─── Task material

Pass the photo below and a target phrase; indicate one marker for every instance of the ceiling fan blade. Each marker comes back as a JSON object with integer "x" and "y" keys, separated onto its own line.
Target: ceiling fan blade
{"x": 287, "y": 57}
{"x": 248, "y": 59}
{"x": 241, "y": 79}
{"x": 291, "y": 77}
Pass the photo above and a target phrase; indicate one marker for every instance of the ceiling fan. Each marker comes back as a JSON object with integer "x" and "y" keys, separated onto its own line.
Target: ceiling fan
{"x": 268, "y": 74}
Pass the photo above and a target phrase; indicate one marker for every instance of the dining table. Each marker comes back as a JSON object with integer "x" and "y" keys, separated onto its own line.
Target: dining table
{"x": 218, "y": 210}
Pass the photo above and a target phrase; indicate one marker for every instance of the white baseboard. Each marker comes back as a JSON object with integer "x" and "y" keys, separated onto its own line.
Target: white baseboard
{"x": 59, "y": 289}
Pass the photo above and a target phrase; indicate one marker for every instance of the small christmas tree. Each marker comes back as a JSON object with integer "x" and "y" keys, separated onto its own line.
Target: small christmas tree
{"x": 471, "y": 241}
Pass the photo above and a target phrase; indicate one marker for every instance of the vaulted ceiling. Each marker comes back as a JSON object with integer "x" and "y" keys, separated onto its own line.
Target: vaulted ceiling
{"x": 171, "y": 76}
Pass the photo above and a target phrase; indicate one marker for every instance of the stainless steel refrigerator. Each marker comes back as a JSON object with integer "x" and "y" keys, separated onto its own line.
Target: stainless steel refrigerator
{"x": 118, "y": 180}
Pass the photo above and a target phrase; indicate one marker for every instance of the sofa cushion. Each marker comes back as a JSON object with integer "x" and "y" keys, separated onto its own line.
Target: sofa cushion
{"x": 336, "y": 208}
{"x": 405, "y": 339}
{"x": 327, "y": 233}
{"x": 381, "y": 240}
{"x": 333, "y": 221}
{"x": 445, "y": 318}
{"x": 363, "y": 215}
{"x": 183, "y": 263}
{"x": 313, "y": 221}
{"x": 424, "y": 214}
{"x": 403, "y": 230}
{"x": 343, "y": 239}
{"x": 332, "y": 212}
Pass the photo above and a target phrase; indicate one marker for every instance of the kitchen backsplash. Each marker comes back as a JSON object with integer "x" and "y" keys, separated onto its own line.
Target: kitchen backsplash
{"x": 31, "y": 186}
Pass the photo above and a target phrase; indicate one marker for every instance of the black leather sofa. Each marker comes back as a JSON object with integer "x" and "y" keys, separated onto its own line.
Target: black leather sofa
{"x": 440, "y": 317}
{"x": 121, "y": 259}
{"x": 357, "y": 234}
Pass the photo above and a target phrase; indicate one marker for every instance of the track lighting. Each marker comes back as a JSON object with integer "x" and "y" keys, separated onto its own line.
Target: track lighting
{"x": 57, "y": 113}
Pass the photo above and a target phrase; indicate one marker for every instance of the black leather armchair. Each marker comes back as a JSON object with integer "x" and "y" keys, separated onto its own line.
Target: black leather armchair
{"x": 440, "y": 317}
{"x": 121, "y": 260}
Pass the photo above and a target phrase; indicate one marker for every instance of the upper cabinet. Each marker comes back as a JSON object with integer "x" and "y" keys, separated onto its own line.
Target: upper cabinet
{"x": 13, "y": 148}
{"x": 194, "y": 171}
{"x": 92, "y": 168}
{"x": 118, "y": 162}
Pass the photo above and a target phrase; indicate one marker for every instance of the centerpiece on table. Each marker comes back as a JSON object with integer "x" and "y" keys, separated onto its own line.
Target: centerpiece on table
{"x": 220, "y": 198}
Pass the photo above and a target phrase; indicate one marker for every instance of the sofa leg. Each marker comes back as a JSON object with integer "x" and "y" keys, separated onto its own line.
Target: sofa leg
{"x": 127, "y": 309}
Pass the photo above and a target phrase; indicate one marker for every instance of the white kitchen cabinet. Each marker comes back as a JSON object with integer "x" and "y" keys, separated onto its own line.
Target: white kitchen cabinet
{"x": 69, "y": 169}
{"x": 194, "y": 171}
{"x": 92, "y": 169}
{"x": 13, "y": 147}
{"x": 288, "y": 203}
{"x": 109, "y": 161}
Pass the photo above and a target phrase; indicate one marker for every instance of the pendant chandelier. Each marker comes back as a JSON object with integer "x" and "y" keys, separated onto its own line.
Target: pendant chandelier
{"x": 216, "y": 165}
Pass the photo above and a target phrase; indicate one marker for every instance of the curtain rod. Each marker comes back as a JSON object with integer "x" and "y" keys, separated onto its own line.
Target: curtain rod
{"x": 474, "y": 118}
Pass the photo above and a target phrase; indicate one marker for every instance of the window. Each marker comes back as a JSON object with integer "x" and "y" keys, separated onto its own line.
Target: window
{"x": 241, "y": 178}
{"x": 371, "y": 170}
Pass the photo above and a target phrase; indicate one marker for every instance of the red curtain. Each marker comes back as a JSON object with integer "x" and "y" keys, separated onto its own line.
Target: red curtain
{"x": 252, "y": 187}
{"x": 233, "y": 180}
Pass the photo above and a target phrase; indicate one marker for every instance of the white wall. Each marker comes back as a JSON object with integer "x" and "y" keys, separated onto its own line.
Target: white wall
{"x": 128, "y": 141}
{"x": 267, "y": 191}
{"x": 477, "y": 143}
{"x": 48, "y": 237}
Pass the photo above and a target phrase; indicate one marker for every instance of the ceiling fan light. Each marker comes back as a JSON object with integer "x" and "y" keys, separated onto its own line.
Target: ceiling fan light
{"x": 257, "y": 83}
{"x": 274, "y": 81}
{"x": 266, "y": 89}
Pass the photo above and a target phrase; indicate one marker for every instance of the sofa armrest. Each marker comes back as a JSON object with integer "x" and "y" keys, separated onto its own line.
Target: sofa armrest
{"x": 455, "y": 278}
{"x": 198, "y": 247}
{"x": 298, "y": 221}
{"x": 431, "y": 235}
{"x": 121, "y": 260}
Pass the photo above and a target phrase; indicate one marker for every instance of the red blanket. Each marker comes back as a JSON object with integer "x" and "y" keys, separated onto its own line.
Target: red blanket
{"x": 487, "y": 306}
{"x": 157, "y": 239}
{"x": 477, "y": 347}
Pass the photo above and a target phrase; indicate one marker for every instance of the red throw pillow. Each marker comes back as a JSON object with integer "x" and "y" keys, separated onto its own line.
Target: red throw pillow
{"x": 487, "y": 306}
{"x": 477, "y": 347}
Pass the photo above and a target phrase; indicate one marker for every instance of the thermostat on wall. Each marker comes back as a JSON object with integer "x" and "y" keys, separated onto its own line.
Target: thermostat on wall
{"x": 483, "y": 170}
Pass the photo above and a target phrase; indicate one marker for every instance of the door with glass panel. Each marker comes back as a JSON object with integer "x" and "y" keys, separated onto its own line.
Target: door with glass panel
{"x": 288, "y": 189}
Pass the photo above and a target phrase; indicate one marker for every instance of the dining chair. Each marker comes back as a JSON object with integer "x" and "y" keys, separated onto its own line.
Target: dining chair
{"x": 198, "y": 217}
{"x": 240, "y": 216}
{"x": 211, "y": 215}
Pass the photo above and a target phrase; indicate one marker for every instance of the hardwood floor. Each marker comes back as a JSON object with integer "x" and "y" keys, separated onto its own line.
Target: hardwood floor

──────

Your objective: Nothing may be left out: return each entry exactly as it reads.

The completed task:
Pass the photo below and a target phrase; indicate one marker for every instance of the ceiling fan blade. Each marker comes back as a JSON object with integer "x" and "y" keys, separated onto its own line.
Target: ceiling fan blade
{"x": 287, "y": 57}
{"x": 248, "y": 59}
{"x": 241, "y": 79}
{"x": 291, "y": 77}
Pass the photo above and a target phrase; indicate one marker for every instance of the ceiling fan. Each marker comes back as a JSON object with integer "x" and "y" keys, separated onto its own line.
Target: ceiling fan
{"x": 268, "y": 74}
Pass the photo above and a target phrase; indicate one marker for every instance of the dining table. Each marker comes back as a JSON object with integer "x" and "y" keys, separated onto its own line.
Target: dining table
{"x": 218, "y": 210}
Pass the photo above and a target phrase; indicate one marker for every instance of the white baseboard. Each marker comes back as a JSON object with integer "x" and "y" keys, separated onto its own line.
Target: white baseboard
{"x": 59, "y": 289}
Pass the photo above and a target phrase; indicate one marker for every instance of the small christmas tree. Each marker comes back as a JSON object with integer "x" and "y" keys, separated onto its own line.
Target: small christmas tree
{"x": 471, "y": 241}
Pass the photo above and a target phrase; indicate one marker for every instance of the vaulted ceiling. Each marker comes back as a JSON object with integer "x" and "y" keys, separated onto its own line.
Target: vaulted ceiling
{"x": 171, "y": 76}
Pass the photo above and a target phrase; indicate one marker for every instance of the stainless steel refrigerator. Each marker comes back as a JSON object with integer "x" and "y" keys, separated onto its own line.
Target: stainless steel refrigerator
{"x": 118, "y": 180}
Pass the photo above and a target phrase; indicate one marker for every instance of the sofa cushion. Each marker comes back as a JSON object with integer "x" and "y" keys, separated onto its own line.
Target: sofa cushion
{"x": 336, "y": 208}
{"x": 405, "y": 339}
{"x": 327, "y": 233}
{"x": 381, "y": 240}
{"x": 333, "y": 221}
{"x": 445, "y": 318}
{"x": 363, "y": 215}
{"x": 183, "y": 263}
{"x": 313, "y": 221}
{"x": 424, "y": 214}
{"x": 403, "y": 230}
{"x": 343, "y": 239}
{"x": 332, "y": 212}
Pass the photo above and a target phrase; indicate one marker for every instance of the kitchen backsplash. Each marker comes back as a JSON object with integer "x" and "y" keys, separated onto its own line.
Target: kitchen backsplash
{"x": 31, "y": 186}
Pass the photo above and a target phrase; indicate one marker for every instance of the black leather sofa. Each marker comes back as a JSON object with integer "x" and "y" keys, separated onto its own line.
Target: black leather sofa
{"x": 440, "y": 317}
{"x": 121, "y": 259}
{"x": 357, "y": 234}
Pass the photo above and a target phrase; indicate one marker for every instance of the track lighting. Each marker comes back as a JSON object with integer "x" and "y" keys, separated onto its own line.
Target: track lighting
{"x": 57, "y": 113}
Pass the photo above and a target phrase; indicate one marker for every instance of the black leather armchair. Each marker comes back as a JSON object with integer "x" and "y" keys, separated onto its own line.
Target: black leather armchair
{"x": 440, "y": 317}
{"x": 121, "y": 260}
Pass the photo above and a target phrase; indicate one marker for every instance of the upper cabinet. Each marker comes back as a JSON object with integer "x" and "y" keys, separated onto its own line.
Target: upper cabinet
{"x": 13, "y": 148}
{"x": 194, "y": 171}
{"x": 92, "y": 168}
{"x": 118, "y": 162}
Pass the photo above and a target phrase; indicate one marker for every instance of the centerpiece on table. Each marker comes back as a JSON object with integer "x" and "y" keys, separated onto its own line.
Target: centerpiece on table
{"x": 220, "y": 198}
Pass the photo above and a target phrase; indicate one marker for every instance of the sofa leg. Each marker comes back as a JSON object with integer "x" and "y" keys, separated onto its own line.
Target: sofa leg
{"x": 127, "y": 309}
Pass the photo above and a target phrase; indicate one marker for every instance of the white kitchen cabinet. Each marker comes back as a JSON object with integer "x" and "y" keys, separated onto its own line.
Target: white kitchen cabinet
{"x": 69, "y": 169}
{"x": 194, "y": 171}
{"x": 92, "y": 169}
{"x": 13, "y": 147}
{"x": 288, "y": 203}
{"x": 109, "y": 161}
Pass the photo above and a target phrase; indicate one marker for every instance of the pendant chandelier. Each marker comes back as a JSON object with integer "x" and "y" keys, separated onto its own line.
Target: pendant chandelier
{"x": 216, "y": 165}
Pass the photo above and a target phrase; indicate one marker for every instance of the curtain rod. Each marker comes back as a JSON object with integer "x" and "y" keys, separated onto its own line.
Target: curtain rod
{"x": 474, "y": 118}
Pass the photo above and a target phrase; indicate one marker for every instance of the window. Each marker comes back as a JSON object with integer "x" and "y" keys, separated onto its own line.
Target: window
{"x": 241, "y": 178}
{"x": 371, "y": 170}
Pass the photo above and a target phrase; indicate one marker for every instance of the red curtain. Each marker comes back as a JSON object with integer "x" and "y" keys, separated onto its own line.
Target: red curtain
{"x": 252, "y": 187}
{"x": 233, "y": 180}
Pass the photo above and a target phrase; indicate one marker for every instance of the white wall. Each marker comes back as a JSON object with integer "x" and "y" keys, separated onto its own line.
Target: white wall
{"x": 128, "y": 141}
{"x": 267, "y": 191}
{"x": 477, "y": 143}
{"x": 48, "y": 237}
Pass the photo above and a target phrase; indicate one marker for every instance of the ceiling fan light. Each marker comes back as a JSON object with integer "x" and "y" keys, separated onto its own line.
Target: ceiling fan light
{"x": 257, "y": 83}
{"x": 274, "y": 81}
{"x": 266, "y": 89}
Pass the photo above and a target phrase; indicate one marker for every instance of the sofa armrest. Each marker comes back as a JSON object with integer "x" and "y" keys, separated onto its own line.
Target: sofa armrest
{"x": 455, "y": 278}
{"x": 198, "y": 247}
{"x": 298, "y": 221}
{"x": 431, "y": 235}
{"x": 121, "y": 260}
Pass the photo above and a target phrase; indicate one marker for every instance of the red blanket. Each marker comes back as a JSON object with integer "x" and "y" keys, separated onto its own line.
Target: red blanket
{"x": 487, "y": 306}
{"x": 157, "y": 239}
{"x": 477, "y": 347}
Pass the photo above and a target phrase; indicate one marker for every instance of the red throw pillow. Each marker comes back as a JSON object with integer "x" and "y" keys, separated onto its own line.
Target: red throw pillow
{"x": 487, "y": 306}
{"x": 477, "y": 347}
Pass the photo above and a target phrase; indicate one marker for every instance of the thermostat on wall. Each marker comes back as a JSON object with integer "x" and "y" keys, separated onto its own line.
Target: thermostat on wall
{"x": 483, "y": 170}
Pass the photo above and a target phrase; indicate one marker for every instance of the door with glass panel. Each marker comes back as a JSON object with integer "x" and "y" keys, separated onto its own line.
Target: door with glass panel
{"x": 288, "y": 189}
Pass the photo above and a target phrase; indicate one marker for every instance of the dining chair. Each marker comes back as a JSON object with integer "x" and "y" keys, separated onto its own line.
Target: dining chair
{"x": 198, "y": 217}
{"x": 240, "y": 216}
{"x": 211, "y": 215}
Pass the photo above and a target phrase; indicate one marker for every instance of the hardwood floor. Each marker comes back as a JSON object with integer "x" and "y" keys, separated onto its own line.
Target: hardwood floor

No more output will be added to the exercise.